§ Work required
In your copy, reproduce each entry exactly and leave out the pictures.

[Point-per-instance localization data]
····················
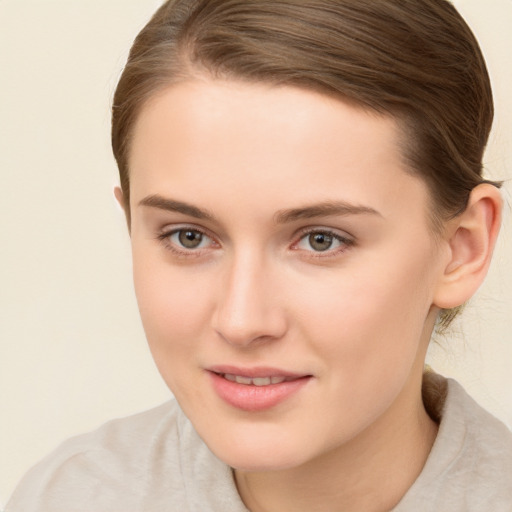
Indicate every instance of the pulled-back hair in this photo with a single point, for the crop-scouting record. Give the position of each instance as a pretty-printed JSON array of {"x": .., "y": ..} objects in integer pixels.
[{"x": 414, "y": 60}]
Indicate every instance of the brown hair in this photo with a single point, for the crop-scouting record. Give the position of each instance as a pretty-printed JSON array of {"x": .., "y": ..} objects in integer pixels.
[{"x": 415, "y": 60}]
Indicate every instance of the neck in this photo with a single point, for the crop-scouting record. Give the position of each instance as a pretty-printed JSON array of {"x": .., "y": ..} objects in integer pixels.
[{"x": 371, "y": 472}]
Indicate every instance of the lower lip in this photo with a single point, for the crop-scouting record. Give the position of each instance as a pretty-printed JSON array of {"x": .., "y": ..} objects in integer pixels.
[{"x": 255, "y": 398}]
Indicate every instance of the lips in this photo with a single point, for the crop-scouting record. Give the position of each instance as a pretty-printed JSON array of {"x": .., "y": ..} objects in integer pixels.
[{"x": 255, "y": 389}]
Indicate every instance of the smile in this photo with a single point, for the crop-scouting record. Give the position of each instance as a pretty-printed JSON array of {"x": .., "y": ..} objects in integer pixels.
[
  {"x": 261, "y": 391},
  {"x": 257, "y": 381}
]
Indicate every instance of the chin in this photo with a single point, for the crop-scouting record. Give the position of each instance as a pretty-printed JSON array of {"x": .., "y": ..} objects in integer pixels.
[{"x": 257, "y": 453}]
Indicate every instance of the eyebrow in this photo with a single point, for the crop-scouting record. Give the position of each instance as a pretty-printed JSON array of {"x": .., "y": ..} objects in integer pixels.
[
  {"x": 171, "y": 205},
  {"x": 325, "y": 209}
]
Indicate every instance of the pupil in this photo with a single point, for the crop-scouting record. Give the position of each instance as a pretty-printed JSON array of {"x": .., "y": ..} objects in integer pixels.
[
  {"x": 190, "y": 239},
  {"x": 320, "y": 241}
]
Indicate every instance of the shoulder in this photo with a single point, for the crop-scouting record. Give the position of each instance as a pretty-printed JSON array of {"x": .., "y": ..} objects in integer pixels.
[
  {"x": 470, "y": 466},
  {"x": 106, "y": 466},
  {"x": 152, "y": 461}
]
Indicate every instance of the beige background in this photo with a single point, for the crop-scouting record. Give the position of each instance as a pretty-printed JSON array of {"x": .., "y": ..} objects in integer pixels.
[{"x": 72, "y": 351}]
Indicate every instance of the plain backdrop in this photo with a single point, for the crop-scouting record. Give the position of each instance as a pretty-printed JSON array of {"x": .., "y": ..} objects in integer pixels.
[{"x": 73, "y": 353}]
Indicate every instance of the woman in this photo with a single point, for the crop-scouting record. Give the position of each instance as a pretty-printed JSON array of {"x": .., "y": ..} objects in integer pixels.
[{"x": 303, "y": 187}]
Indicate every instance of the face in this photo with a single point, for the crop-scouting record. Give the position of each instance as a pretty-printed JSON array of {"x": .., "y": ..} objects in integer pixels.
[{"x": 283, "y": 265}]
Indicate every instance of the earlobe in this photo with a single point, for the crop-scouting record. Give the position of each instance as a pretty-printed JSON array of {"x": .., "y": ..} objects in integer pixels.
[{"x": 471, "y": 241}]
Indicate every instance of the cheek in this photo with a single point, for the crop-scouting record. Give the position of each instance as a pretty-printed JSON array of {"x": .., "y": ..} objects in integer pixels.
[
  {"x": 373, "y": 315},
  {"x": 174, "y": 306}
]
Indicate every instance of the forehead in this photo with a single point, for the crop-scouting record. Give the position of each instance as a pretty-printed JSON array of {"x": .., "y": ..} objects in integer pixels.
[{"x": 268, "y": 146}]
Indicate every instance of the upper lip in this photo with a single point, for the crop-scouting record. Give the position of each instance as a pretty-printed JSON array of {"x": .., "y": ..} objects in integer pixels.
[{"x": 255, "y": 371}]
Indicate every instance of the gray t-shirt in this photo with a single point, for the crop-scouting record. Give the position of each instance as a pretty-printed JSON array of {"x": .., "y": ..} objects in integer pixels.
[{"x": 156, "y": 462}]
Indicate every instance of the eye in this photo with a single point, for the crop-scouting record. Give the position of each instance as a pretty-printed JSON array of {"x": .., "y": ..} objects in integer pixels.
[
  {"x": 186, "y": 240},
  {"x": 323, "y": 241}
]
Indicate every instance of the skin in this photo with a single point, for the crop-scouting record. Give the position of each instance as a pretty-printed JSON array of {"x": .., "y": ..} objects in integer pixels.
[{"x": 356, "y": 317}]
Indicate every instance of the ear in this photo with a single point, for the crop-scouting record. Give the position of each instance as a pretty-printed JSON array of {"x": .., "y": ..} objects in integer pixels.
[{"x": 471, "y": 238}]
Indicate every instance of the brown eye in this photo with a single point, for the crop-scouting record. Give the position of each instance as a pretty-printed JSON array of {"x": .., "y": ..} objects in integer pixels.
[
  {"x": 189, "y": 238},
  {"x": 320, "y": 241}
]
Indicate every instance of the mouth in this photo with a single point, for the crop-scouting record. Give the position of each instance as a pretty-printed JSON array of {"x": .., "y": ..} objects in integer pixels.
[
  {"x": 255, "y": 390},
  {"x": 256, "y": 381}
]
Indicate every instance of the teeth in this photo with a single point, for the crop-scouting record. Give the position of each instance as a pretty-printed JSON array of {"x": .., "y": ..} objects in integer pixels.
[
  {"x": 243, "y": 380},
  {"x": 261, "y": 381},
  {"x": 257, "y": 381}
]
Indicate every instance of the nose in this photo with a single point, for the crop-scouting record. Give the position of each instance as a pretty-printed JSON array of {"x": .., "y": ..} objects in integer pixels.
[{"x": 249, "y": 309}]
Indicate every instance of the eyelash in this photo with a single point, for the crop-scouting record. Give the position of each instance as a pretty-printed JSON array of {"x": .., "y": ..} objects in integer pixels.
[
  {"x": 183, "y": 252},
  {"x": 345, "y": 242}
]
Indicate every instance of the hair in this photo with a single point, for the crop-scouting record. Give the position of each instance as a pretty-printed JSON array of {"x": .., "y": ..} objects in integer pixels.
[{"x": 414, "y": 60}]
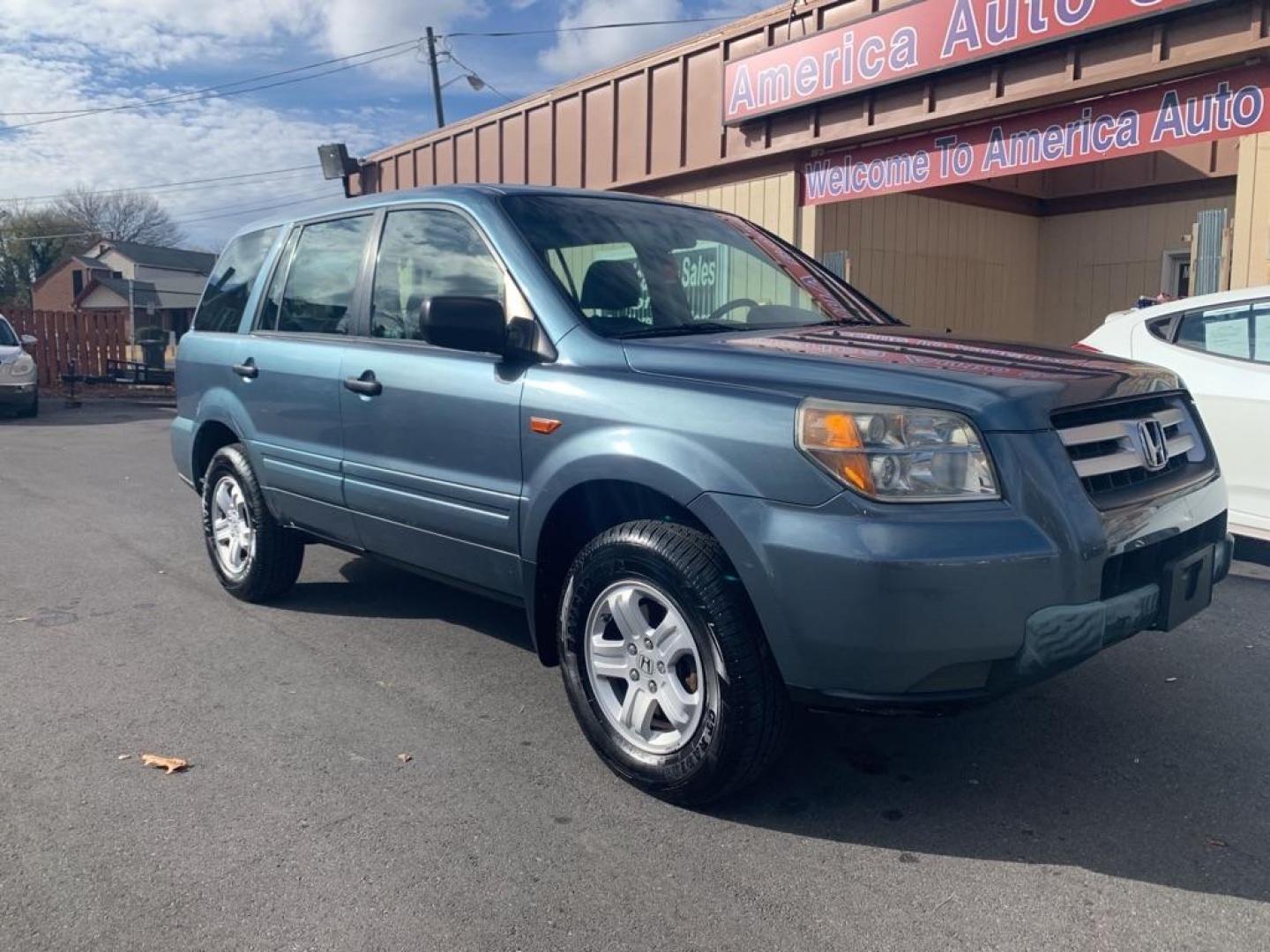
····················
§ Task solution
Indicate every instance of the pulled-back hair in this photo with a single point, for the crop-scouting record. Give the position of each instance as a pretty-printed JSON array of {"x": .., "y": ..} objects in integer pixels.
[{"x": 414, "y": 60}]
Indicate every instance of the brown hair in this photo with a single point, for the crop-scouting record. Give the position of each instance as a pretty-printed JSON array of {"x": .., "y": ..} objects in integer pixels.
[{"x": 415, "y": 60}]
Indicate every instance of the neck in this photo with a single point, for the crop-scouting record. Give the position of each instance as a pretty-printed JSON array of {"x": .., "y": ..} objects in integer pixels.
[{"x": 371, "y": 472}]
Indicate every instance of the lower lip in this photo with a single point, for the crop-scouting record. Give the position of each instance as a pretty-printed JSON array of {"x": .., "y": ..} objects in integer pixels.
[{"x": 255, "y": 398}]
Indicate every instance of the lips in this photo with a single point, for the crop-scouting record. Give the position of each instance as a pretty-printed JSON array of {"x": .., "y": ..} objects in integer pixels.
[{"x": 255, "y": 389}]
Indicate every instance of the smile in this photo with a single point, for the crop-scouting record. Give the position of each instance as a pretty-printed JSON array of {"x": .., "y": ..} objects in integer pixels.
[
  {"x": 261, "y": 391},
  {"x": 257, "y": 381}
]
Indicate every instance of the chin in this photo with a single point, for the crop-scouting record. Give the position of each instance as a pretty-printed JSON array of {"x": .., "y": ..} objects in integer pixels.
[{"x": 257, "y": 453}]
Indicate every instance of the eyebrow in this photo with a single point, for the crop-scouting record. Give the position of each instance as a pretty-printed JSON array of {"x": .., "y": ..} objects in integer pixels.
[
  {"x": 171, "y": 205},
  {"x": 325, "y": 209}
]
Indicate every instance of the pupil in this photo with a single point, for the crop-scouting record. Give the position of each instance as a pretty-printed JSON array of {"x": .., "y": ..} objects in integer pixels.
[
  {"x": 190, "y": 239},
  {"x": 320, "y": 241}
]
Indicate every instance of the shoulder in this photo with a single point, for the crop-scouting record. Give the position of each instance as a pretty-printed JSON array of {"x": .., "y": ..} objects in integer pixels.
[
  {"x": 470, "y": 466},
  {"x": 106, "y": 466},
  {"x": 152, "y": 461}
]
Indicate every instance of the beige background in this photo with a single point, for the crop-scouting record. Give the position of each instance as a pretty-printed JSON array of {"x": .., "y": ..} objects in integer pixels.
[{"x": 72, "y": 351}]
Indicate every instance of the plain backdrop in this photo with a single point, for the crop-scouting record. Give the position of each instance as a pretty-printed JSON array of {"x": .., "y": ..} objects in integer pixels.
[{"x": 73, "y": 353}]
Indicate every instance of the woman in this photo with a single point, for the crop-scouting record. Give the position of each instance as a pretty-printed JSON array of {"x": .., "y": ..} objects in integer pixels.
[{"x": 303, "y": 187}]
Indicate every instance of the face in this photo with a single point, for the crop-scouting record. Give the position of each instance as a pretty-printed JSON array of {"x": .., "y": ..} objects in integer pixels.
[{"x": 283, "y": 265}]
Indicate every instance of the earlobe in this photo with a single point, for the crop-scouting record. Give the position of each instance as a pretty-printed JSON array of {"x": .., "y": ..} objects in integer pixels.
[{"x": 471, "y": 241}]
Indicate every instance of the cheek in this photo with a single point, for the crop-scouting record. Give the position of each instance as a pretty-printed JSON array of {"x": .., "y": ..} objects in integer pixels.
[
  {"x": 373, "y": 315},
  {"x": 174, "y": 306}
]
Indicate every instance of the forehead in this photo with a single point, for the crop-scouting record. Give the position of each instance as a pretty-printed JSON array of {"x": .., "y": ..} objects in integer pixels.
[{"x": 268, "y": 146}]
Indicate every instance of the upper lip in this photo with a single point, for the crop-scouting record. Give the position of each instance as a pretty-printed JSON array of {"x": .., "y": ..} objects in integer pixels.
[{"x": 255, "y": 371}]
Indicate every instance of the gray t-shirt in this photo with a single point, for the crop-scouting record. Give the position of each instance as a pretty-printed JSON array of {"x": .., "y": ..} objects in integer pixels.
[{"x": 156, "y": 462}]
Indicate every instance of the eye in this photo with a single point, for the crop-scouting record. Give the position of each instance as a pretty-printed JSON array of {"x": .., "y": ..} objects in integer pixels.
[
  {"x": 186, "y": 240},
  {"x": 323, "y": 241}
]
Indicate every instance of the skin in this photo with a single point, for the crop-scouting record. Give the position of each instance as a pretty-printed JSON array of {"x": .., "y": ..} objects in integer pixels.
[{"x": 356, "y": 317}]
Indicate every instance of the ear in this photo with a single point, for the crop-scouting record. Give the position of each instance as a pretty-printed JSON array of {"x": .., "y": ..} objects in integer pixels.
[{"x": 471, "y": 238}]
Indicate every instance of the brown eye in this photo with a single point, for the crop-scouting record. Give the position of each instance as a pretty-printed JSON array of {"x": .., "y": ..} objects in integer pixels.
[
  {"x": 189, "y": 238},
  {"x": 320, "y": 241}
]
Indicate every instance of the mouth in this photo with a single point, for the crop-scouting record. Give the position of each instance as a pretty-printed JSON array of {"x": .., "y": ..} objects in integer pixels.
[
  {"x": 255, "y": 390},
  {"x": 256, "y": 381}
]
Indicate every instance of the teeth in this photo with a single point, for the crop-scouting record. Give the position of each instance as a pretty-printed JSON array of {"x": .., "y": ..} objects in integer pixels.
[
  {"x": 243, "y": 380},
  {"x": 261, "y": 381},
  {"x": 257, "y": 381}
]
Indicate every instance of the nose in this photo with a single point, for the crop-scouting record. Give the position of each instance as a pretty-printed JSON array of {"x": .., "y": ..} objects in integer pixels.
[{"x": 249, "y": 309}]
Indicate every instance of the eyelash in this photo with a single point, for the crop-scouting record. Give the position of each instance as a pretty-printed JSON array of {"x": .., "y": ..} objects in integer pixels.
[
  {"x": 183, "y": 252},
  {"x": 345, "y": 242}
]
Indicate every instance of the hair in this photo with a single point, for the crop-scouting record. Give the position of each instance as a pretty-printed JSON array of {"x": .., "y": ..} objects in integer pixels.
[{"x": 414, "y": 60}]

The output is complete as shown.